Material for this task:

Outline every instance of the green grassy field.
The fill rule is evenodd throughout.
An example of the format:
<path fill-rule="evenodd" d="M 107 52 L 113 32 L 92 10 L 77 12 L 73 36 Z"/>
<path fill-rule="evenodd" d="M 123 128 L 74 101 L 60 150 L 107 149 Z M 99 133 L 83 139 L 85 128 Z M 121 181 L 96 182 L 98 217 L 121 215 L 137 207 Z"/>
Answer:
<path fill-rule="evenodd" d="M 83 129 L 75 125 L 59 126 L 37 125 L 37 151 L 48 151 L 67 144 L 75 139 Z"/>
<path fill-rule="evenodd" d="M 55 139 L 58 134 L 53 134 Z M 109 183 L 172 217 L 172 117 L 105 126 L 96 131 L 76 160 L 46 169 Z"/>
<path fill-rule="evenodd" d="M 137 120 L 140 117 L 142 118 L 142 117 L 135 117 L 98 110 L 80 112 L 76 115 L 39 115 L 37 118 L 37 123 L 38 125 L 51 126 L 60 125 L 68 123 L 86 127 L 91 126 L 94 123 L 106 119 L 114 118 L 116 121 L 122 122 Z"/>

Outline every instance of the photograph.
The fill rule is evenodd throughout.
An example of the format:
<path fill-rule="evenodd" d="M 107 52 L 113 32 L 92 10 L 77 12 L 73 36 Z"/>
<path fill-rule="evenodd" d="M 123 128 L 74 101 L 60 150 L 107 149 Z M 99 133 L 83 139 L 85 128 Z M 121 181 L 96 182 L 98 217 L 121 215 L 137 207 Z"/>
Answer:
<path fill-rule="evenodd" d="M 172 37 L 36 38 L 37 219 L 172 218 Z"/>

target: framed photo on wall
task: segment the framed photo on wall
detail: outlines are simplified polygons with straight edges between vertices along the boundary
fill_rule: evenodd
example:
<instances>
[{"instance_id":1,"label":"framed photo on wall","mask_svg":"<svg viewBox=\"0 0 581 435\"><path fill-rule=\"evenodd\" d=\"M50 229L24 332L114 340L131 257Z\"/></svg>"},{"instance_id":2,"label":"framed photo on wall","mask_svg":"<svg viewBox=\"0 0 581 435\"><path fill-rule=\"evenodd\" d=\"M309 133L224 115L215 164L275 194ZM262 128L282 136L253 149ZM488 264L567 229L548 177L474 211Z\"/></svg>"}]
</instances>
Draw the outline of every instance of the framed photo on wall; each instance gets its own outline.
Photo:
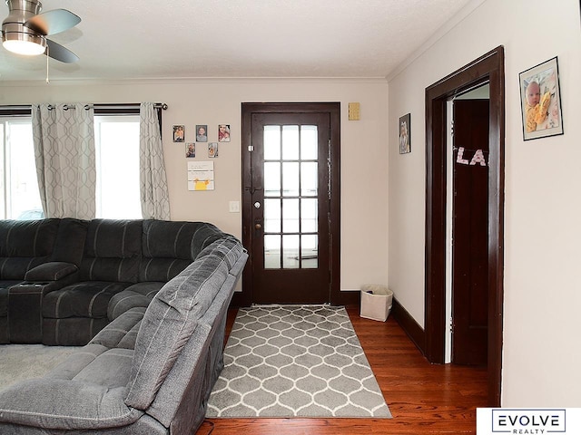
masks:
<instances>
[{"instance_id":1,"label":"framed photo on wall","mask_svg":"<svg viewBox=\"0 0 581 435\"><path fill-rule=\"evenodd\" d=\"M518 74L523 139L563 134L556 57Z\"/></svg>"},{"instance_id":2,"label":"framed photo on wall","mask_svg":"<svg viewBox=\"0 0 581 435\"><path fill-rule=\"evenodd\" d=\"M411 113L399 118L399 154L411 152Z\"/></svg>"}]
</instances>

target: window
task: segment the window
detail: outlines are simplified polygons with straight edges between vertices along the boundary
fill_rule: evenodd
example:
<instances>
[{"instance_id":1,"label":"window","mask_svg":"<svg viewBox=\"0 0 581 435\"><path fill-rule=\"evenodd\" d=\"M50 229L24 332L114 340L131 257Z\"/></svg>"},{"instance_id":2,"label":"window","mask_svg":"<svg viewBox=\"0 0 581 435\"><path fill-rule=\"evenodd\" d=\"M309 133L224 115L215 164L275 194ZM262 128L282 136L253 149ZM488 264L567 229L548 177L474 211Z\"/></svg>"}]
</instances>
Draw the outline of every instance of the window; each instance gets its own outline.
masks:
<instances>
[{"instance_id":1,"label":"window","mask_svg":"<svg viewBox=\"0 0 581 435\"><path fill-rule=\"evenodd\" d=\"M97 218L142 218L139 116L95 116Z\"/></svg>"},{"instance_id":2,"label":"window","mask_svg":"<svg viewBox=\"0 0 581 435\"><path fill-rule=\"evenodd\" d=\"M96 217L141 218L139 116L94 117ZM30 116L0 118L0 218L44 218Z\"/></svg>"},{"instance_id":3,"label":"window","mask_svg":"<svg viewBox=\"0 0 581 435\"><path fill-rule=\"evenodd\" d=\"M0 218L44 218L30 117L0 118Z\"/></svg>"}]
</instances>

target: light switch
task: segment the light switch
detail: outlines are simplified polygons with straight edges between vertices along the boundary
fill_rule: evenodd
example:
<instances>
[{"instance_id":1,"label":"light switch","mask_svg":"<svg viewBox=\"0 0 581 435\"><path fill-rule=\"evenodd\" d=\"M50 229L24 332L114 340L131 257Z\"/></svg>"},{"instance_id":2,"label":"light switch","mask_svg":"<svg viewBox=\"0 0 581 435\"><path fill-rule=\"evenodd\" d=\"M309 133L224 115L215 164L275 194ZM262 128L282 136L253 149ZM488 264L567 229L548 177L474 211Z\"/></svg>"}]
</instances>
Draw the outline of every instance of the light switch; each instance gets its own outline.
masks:
<instances>
[{"instance_id":1,"label":"light switch","mask_svg":"<svg viewBox=\"0 0 581 435\"><path fill-rule=\"evenodd\" d=\"M228 209L231 213L240 213L240 201L230 201Z\"/></svg>"},{"instance_id":2,"label":"light switch","mask_svg":"<svg viewBox=\"0 0 581 435\"><path fill-rule=\"evenodd\" d=\"M349 103L349 121L359 121L359 103Z\"/></svg>"}]
</instances>

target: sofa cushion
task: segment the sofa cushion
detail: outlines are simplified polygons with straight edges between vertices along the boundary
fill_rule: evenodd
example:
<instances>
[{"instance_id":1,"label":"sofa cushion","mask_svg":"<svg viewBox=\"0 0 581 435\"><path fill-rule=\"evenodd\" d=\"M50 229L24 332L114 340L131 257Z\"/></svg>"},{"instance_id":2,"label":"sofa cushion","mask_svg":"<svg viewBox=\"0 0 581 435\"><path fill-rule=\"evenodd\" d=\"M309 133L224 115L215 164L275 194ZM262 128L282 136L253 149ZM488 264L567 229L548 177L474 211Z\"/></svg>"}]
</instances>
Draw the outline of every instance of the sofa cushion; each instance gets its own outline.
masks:
<instances>
[{"instance_id":1,"label":"sofa cushion","mask_svg":"<svg viewBox=\"0 0 581 435\"><path fill-rule=\"evenodd\" d=\"M123 387L46 377L30 379L0 391L0 420L44 430L127 426L143 411L123 403L125 393Z\"/></svg>"},{"instance_id":2,"label":"sofa cushion","mask_svg":"<svg viewBox=\"0 0 581 435\"><path fill-rule=\"evenodd\" d=\"M64 218L60 220L51 261L81 266L89 221L72 218Z\"/></svg>"},{"instance_id":3,"label":"sofa cushion","mask_svg":"<svg viewBox=\"0 0 581 435\"><path fill-rule=\"evenodd\" d=\"M223 237L224 233L216 226L206 222L200 225L192 239L192 259L195 260L204 248Z\"/></svg>"},{"instance_id":4,"label":"sofa cushion","mask_svg":"<svg viewBox=\"0 0 581 435\"><path fill-rule=\"evenodd\" d=\"M201 222L143 220L139 280L168 282L185 269L194 258L192 256L192 240L204 225Z\"/></svg>"},{"instance_id":5,"label":"sofa cushion","mask_svg":"<svg viewBox=\"0 0 581 435\"><path fill-rule=\"evenodd\" d=\"M111 298L107 308L107 317L109 320L113 320L130 308L136 306L147 308L155 294L164 284L165 282L146 282L130 285Z\"/></svg>"},{"instance_id":6,"label":"sofa cushion","mask_svg":"<svg viewBox=\"0 0 581 435\"><path fill-rule=\"evenodd\" d=\"M26 271L48 260L59 219L0 220L0 279L23 279Z\"/></svg>"},{"instance_id":7,"label":"sofa cushion","mask_svg":"<svg viewBox=\"0 0 581 435\"><path fill-rule=\"evenodd\" d=\"M8 315L8 287L0 287L0 317Z\"/></svg>"},{"instance_id":8,"label":"sofa cushion","mask_svg":"<svg viewBox=\"0 0 581 435\"><path fill-rule=\"evenodd\" d=\"M129 283L85 281L46 294L43 300L43 317L107 317L111 297Z\"/></svg>"},{"instance_id":9,"label":"sofa cushion","mask_svg":"<svg viewBox=\"0 0 581 435\"><path fill-rule=\"evenodd\" d=\"M108 324L106 317L44 318L42 343L48 346L84 346Z\"/></svg>"},{"instance_id":10,"label":"sofa cushion","mask_svg":"<svg viewBox=\"0 0 581 435\"><path fill-rule=\"evenodd\" d=\"M101 330L89 344L133 349L144 313L144 307L131 308Z\"/></svg>"},{"instance_id":11,"label":"sofa cushion","mask_svg":"<svg viewBox=\"0 0 581 435\"><path fill-rule=\"evenodd\" d=\"M51 261L30 269L25 275L25 279L26 281L58 281L78 270L79 268L73 263Z\"/></svg>"},{"instance_id":12,"label":"sofa cushion","mask_svg":"<svg viewBox=\"0 0 581 435\"><path fill-rule=\"evenodd\" d=\"M81 264L81 280L137 282L141 240L141 220L92 220Z\"/></svg>"},{"instance_id":13,"label":"sofa cushion","mask_svg":"<svg viewBox=\"0 0 581 435\"><path fill-rule=\"evenodd\" d=\"M228 276L219 256L207 255L167 283L147 307L137 334L125 402L145 410Z\"/></svg>"}]
</instances>

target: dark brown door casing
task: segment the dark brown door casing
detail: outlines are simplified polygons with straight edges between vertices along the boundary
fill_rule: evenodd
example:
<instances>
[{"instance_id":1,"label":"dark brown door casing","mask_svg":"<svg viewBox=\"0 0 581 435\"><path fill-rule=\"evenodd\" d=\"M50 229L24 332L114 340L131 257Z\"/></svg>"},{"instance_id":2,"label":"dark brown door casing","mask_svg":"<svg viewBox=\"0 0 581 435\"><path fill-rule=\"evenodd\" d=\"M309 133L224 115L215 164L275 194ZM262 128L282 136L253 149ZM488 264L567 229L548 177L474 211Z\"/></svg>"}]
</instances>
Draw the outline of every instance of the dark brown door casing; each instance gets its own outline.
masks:
<instances>
[{"instance_id":1,"label":"dark brown door casing","mask_svg":"<svg viewBox=\"0 0 581 435\"><path fill-rule=\"evenodd\" d=\"M426 88L426 295L425 348L444 362L446 334L447 102L484 82L490 84L488 158L488 402L500 406L504 265L505 70L498 46Z\"/></svg>"}]
</instances>

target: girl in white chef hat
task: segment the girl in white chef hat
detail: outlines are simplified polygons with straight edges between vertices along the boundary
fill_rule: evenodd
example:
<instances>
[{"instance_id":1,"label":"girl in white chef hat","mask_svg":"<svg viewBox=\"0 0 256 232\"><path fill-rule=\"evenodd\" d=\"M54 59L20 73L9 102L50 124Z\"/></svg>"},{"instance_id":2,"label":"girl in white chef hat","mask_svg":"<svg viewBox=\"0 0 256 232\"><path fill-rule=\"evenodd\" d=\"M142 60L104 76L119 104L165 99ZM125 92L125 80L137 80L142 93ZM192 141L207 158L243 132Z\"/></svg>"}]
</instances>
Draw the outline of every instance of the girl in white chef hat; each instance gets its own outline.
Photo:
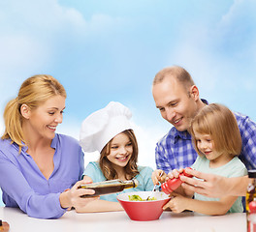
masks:
<instances>
[{"instance_id":1,"label":"girl in white chef hat","mask_svg":"<svg viewBox=\"0 0 256 232\"><path fill-rule=\"evenodd\" d=\"M152 168L138 166L138 144L129 119L131 111L120 102L111 102L105 108L89 115L80 129L80 142L84 152L100 152L98 161L89 162L83 179L92 182L131 180L139 186L122 192L102 195L85 207L76 208L79 213L123 210L116 195L129 191L152 190Z\"/></svg>"}]
</instances>

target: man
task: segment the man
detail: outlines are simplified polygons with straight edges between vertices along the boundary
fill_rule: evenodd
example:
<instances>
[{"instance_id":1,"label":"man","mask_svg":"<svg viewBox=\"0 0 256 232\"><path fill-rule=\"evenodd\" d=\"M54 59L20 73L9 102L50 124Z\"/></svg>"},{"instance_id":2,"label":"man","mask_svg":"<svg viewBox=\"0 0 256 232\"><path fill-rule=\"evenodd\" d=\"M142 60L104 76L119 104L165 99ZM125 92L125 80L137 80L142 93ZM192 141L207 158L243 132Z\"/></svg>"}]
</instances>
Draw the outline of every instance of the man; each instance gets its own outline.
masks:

What is required: Convert the records from the start through the line containing "172 37 L 36" into a two-column CSV with the headers instruction and outline, one row per request: the request's text in the first column and its answer in the second, each as a single quoted field with line breaks replaced by spaces.

Problem solution:
instruction,outline
"Outline every instance of the green grassy field. The fill rule is evenodd throughout. An example of the format: <path fill-rule=""evenodd"" d=""M 107 52 L 113 32 L 92 10 L 77 12 L 73 36 Z""/> <path fill-rule=""evenodd"" d=""M 123 128 L 74 101 L 60 150 L 107 149 Z M 99 133 L 83 139 L 85 128 Z M 121 181 L 96 182 L 98 217 L 121 215 L 137 207 Z""/> Answer:","<path fill-rule=""evenodd"" d=""M 83 129 L 75 125 L 59 126 L 37 125 L 37 151 L 48 151 L 67 144 L 75 139 Z""/> <path fill-rule=""evenodd"" d=""M 55 139 L 58 134 L 53 134 Z M 109 183 L 172 217 L 172 117 L 105 126 L 96 131 L 76 160 L 46 169 Z""/> <path fill-rule=""evenodd"" d=""M 137 120 L 140 117 L 142 118 L 142 117 L 135 117 L 98 110 L 80 112 L 76 115 L 39 115 L 37 118 L 37 123 L 38 125 L 51 126 L 60 125 L 68 123 L 86 127 L 91 126 L 94 123 L 106 119 L 114 118 L 116 121 L 122 122 Z""/>"
"Outline every instance of the photograph. The fill rule is evenodd throughout. An example of the format: <path fill-rule=""evenodd"" d=""M 107 52 L 113 32 L 92 10 L 77 12 L 73 36 Z""/> <path fill-rule=""evenodd"" d=""M 123 128 L 74 101 L 60 150 L 107 149 Z M 99 133 L 83 139 L 85 128 Z M 121 181 L 96 182 L 98 217 L 121 215 L 137 207 Z""/> Answer:","<path fill-rule=""evenodd"" d=""M 172 37 L 36 38 L 37 219 L 172 218 Z""/>"